[Image-grounded pointing data]
____

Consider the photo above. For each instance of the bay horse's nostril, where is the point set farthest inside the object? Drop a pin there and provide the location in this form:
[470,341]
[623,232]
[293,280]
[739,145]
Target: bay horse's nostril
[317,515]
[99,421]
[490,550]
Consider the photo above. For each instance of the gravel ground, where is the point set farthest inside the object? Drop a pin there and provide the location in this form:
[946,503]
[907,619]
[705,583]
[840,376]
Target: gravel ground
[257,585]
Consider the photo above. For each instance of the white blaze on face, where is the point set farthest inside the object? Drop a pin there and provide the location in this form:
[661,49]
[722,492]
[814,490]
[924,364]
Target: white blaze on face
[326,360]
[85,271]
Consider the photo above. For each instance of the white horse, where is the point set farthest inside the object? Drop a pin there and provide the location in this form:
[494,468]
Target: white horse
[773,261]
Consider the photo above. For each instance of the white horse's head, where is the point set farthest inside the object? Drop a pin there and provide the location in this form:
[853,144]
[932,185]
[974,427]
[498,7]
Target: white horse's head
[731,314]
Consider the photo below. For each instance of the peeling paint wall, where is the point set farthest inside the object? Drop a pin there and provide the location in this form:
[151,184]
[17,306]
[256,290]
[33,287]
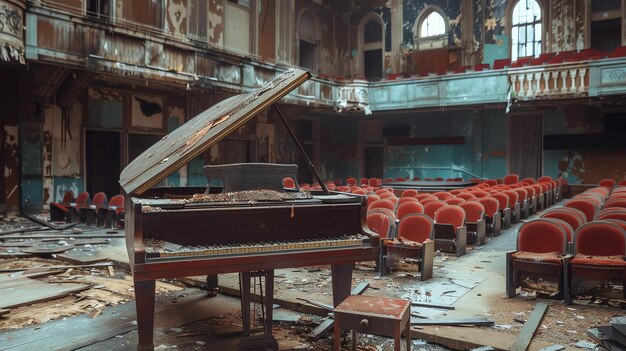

____

### Exercise brief:
If the string "above" is in a line of the entries, pick that line out.

### The completed task:
Consider the photo above. For each instance of the bay horse's nostril, where is the point set farthest inside the object? Drop a pin there and provide the location in this form:
Consider the photo above. For each instance of the gravel ground, where is the point set farthest inside the object? Drop a pin there and provide the location in this form:
Consider the photo above. For each instance of the white blaze on face, where is the point set farthest inside the object? Drop a pin there and provide the location in this form:
Consider the photo above. For each instance of the white horse, where is the point set farthest inside the object? Drop a pin there and provide the location in this form:
Consider the photo above. For each instance of the white horse's head, where is the point set farthest inside the object? Drop a pin there and provide the location in this form:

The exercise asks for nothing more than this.